■ **TEXTAUSZUG**:
━━━━━━
Auch im Falle einer nunmehrigen Rückkehr wäre der Kläger zu 1) vor politischer Verfolgung nicht hinreichend sicher. Es ist nämlich angesichts der sehr angespannten Atmosphäre im Zusammenhang mit den Vorfällen in Tschetschenien und der Geiselnahme in Moskau im Oktober 2002 davon auszugehen, dass die russischen Behörden Personen besondere Aufmerksamkeit widmen, denen sie ein besonderes Engagement in der Tschetschenienfrage unterstellen (vgl. AA, ad hoc-Lagebericht v. 27.11.2002, III. 1.). Das ist bei dem Kläger zu 1), der nicht nur auf tschetschenischer Seite gekämpft hat, sondern sich – wie andere Angehörige seiner Familie – auch sonst in exponierter Weise für die tschetschenische Sache einsetzte, der Fall.

27

Nach alldem ist eine Verpflichtung der Beklagten auszusprechen, den Kläger zu 1) als Asylberechtigten anzuerkennen.

28

Der Kläger zu 1) hat auch Anspruch darauf, dass die Beklagte zu seinen Gunsten feststellt, dass hinsichtlich der Russischen Föderation die Voraussetzungen des § 51 Abs. 1 AuslG vorliegen.

29

Das Gericht folgt der Begründung des angefochtenen Verwaltungsaktes, die sich in den (durch Leerzeilen abgetrennten) Absätzen vier und fünf auf der Seite 3 des Bescheides vom 28. August 2001 findet. Da der Kläger zu 1) – wie dargelegt – die Russische Föderation als politisch Vorverfolgter verlassen hat und vor politischer Verfolgung im Falle seiner Rückkehr nicht hinreichend sicher wäre, liegen die Voraussetzungen des § 51 Abs. 1 AuslG vor.

30

Die den Kläger zu 1) betreffenden negativen Feststellungen des Bundesamtes hinsichtlich der Abschiebungshindernisse nach § 53 AuslG werden von dem Gericht klarstellend (vgl. dazu BVerwG, Urt. v. 26.06.2002 – BVerwG 1 C 17.01 -, zitiert nach Juris) aufgehoben.
━━━━━━
Gespeicherte Datensatzeinträge:
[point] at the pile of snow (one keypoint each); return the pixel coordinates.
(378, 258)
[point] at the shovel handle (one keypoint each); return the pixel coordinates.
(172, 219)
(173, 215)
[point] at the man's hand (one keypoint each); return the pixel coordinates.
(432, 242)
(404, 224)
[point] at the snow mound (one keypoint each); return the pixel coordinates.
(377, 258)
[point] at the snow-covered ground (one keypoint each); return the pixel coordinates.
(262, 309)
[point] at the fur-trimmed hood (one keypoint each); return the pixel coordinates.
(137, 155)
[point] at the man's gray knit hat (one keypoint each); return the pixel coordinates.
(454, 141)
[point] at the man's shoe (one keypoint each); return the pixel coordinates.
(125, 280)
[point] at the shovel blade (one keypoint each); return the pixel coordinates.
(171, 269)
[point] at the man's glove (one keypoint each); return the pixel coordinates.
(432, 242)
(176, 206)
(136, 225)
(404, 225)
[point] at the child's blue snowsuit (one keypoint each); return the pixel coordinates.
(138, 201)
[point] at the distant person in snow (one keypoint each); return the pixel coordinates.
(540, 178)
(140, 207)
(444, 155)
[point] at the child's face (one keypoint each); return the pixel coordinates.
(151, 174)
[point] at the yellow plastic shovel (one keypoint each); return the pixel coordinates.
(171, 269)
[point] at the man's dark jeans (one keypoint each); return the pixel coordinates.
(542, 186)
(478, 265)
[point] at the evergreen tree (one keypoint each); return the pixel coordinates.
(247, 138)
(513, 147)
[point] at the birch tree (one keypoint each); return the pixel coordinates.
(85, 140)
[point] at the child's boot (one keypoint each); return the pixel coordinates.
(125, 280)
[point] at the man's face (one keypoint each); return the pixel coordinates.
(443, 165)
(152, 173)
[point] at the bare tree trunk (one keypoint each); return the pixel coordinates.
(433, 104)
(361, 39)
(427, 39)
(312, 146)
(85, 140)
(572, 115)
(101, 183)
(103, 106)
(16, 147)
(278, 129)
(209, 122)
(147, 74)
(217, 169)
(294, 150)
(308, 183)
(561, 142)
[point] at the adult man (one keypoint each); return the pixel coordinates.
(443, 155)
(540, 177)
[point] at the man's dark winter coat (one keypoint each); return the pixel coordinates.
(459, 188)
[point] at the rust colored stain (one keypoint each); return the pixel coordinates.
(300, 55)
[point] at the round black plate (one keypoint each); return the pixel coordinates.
━━━━━━
■ **ÜBUNGSAUFGABEN**:
1 - Warum wäre der Kläger zu 1) laut Textauszug bei einer Rückkehr vor politischer Verfolgung nicht hinreichend sicher? Erkläre das in ein bis drei Sätzen.
2 - Stimmen diese Aussagen mit dem Textauszug überein? Antworte jeweils mit Ja oder Nein und zitiere die entscheidenden Worte. (a) Die Geiselnahme in Moskau fand im Oktober 2002 statt. (b) Das Gericht weicht von der Begründung des angefochtenen Verwaltungsaktes ab. (c) Der Bescheid stammt vom 28. August 2002.
3 - Schreibe den Textauszug von „Der Kläger zu 1) hat“ bis „nach Juris) aufgehoben.“ noch einmal und tausche dabei „Abschiebungshindernisse“ gegen „Abschiebungsverbote“ aus.

■ **VOLLSTÄNDIGE LÖSUNGEN**:
1 - Wegen der sehr angespannten Atmosphäre im Zusammenhang mit den Vorfällen in Tschetschenien und der Geiselnahme in Moskau im Oktober 2002 ist davon auszugehen, dass die russischen Behörden Personen besondere Aufmerksamkeit widmen, denen sie ein besonderes Engagement in der Tschetschenienfrage unterstellen. Das trifft auf den Kläger zu 1) zu. Er hat auf tschetschenischer Seite gekämpft und sich auch sonst, wie andere Angehörige seiner Familie, in exponierter Weise für die tschetschenische Sache eingesetzt.

2 -
(a) Ja: „der Geiselnahme in Moskau im Oktober 2002“
(b) Nein: „Das Gericht folgt der Begründung des angefochtenen Verwaltungsaktes“
(c) Nein: „des Bescheides vom 28. August 2001“

3 -
Der Kläger zu 1) hat auch Anspruch darauf, dass die Beklagte zu seinen Gunsten feststellt, dass hinsichtlich der Russischen Föderation die Voraussetzungen des § 51 Abs. 1 AuslG vorliegen.

29

Das Gericht folgt der Begründung des angefochtenen Verwaltungsaktes, die sich in den (durch Leerzeilen abgetrennten) Absätzen vier und fünf auf der Seite 3 des Bescheides vom 28. August 2001 findet. Da der Kläger zu 1) – wie dargelegt – die Russische Föderation als politisch Vorverfolgter verlassen hat und vor politischer Verfolgung im Falle seiner Rückkehr nicht hinreichend sicher wäre, liegen die Voraussetzungen des § 51 Abs. 1 AuslG vor.

30

Die den Kläger zu 1) betreffenden negativen Feststellungen des Bundesamtes hinsichtlich der Abschiebungsverbote nach § 53 AuslG werden von dem Gericht klarstellend (vgl. dazu BVerwG, Urt. v. 26.06.2002 – BVerwG 1 C 17.01 -, zitiert nach Juris) aufgehoben.